(Records drawn from a dataset)
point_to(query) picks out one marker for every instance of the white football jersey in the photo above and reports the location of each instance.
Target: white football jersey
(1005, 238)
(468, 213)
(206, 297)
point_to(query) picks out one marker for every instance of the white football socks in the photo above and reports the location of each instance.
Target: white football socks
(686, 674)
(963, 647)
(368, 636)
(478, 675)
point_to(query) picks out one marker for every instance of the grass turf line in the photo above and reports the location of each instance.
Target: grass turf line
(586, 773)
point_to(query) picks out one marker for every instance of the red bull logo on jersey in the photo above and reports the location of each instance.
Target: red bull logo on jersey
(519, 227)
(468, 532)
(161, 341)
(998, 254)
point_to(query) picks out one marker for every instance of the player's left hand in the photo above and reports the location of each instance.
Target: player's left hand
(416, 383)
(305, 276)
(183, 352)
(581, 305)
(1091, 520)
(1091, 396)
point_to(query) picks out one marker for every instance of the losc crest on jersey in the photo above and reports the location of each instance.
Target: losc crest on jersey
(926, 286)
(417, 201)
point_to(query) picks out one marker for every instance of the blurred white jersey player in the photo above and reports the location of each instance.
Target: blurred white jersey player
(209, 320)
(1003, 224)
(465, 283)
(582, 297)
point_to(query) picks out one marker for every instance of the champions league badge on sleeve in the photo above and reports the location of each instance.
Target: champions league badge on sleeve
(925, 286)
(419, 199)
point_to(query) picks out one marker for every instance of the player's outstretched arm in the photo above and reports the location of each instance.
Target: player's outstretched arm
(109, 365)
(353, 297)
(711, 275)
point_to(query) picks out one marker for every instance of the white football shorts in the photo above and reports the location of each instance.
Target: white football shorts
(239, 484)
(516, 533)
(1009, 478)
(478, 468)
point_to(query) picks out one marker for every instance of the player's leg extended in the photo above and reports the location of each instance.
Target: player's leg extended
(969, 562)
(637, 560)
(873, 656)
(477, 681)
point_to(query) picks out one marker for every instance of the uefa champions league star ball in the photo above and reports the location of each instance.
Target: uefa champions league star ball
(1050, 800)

What you need to do >> Scan the entries above for the line containing "football socks in", and copy it and all lines after it exactly, down to and including the line containing "the red bull".

Solution >>
point_to(query) picks out one marker for every instance of the white football socks in the photo above and reports the location of each instance.
Target: white football socks
(686, 674)
(963, 647)
(368, 636)
(478, 675)
point_to(query) picks out one marker for every instance of the grass turf line in the photo above and reports the location of each instance.
Target: grass turf line
(586, 773)
point_to(query) picks out one marker for every instance of the red bull logo on jersey in the photo above and reports the location of each instance.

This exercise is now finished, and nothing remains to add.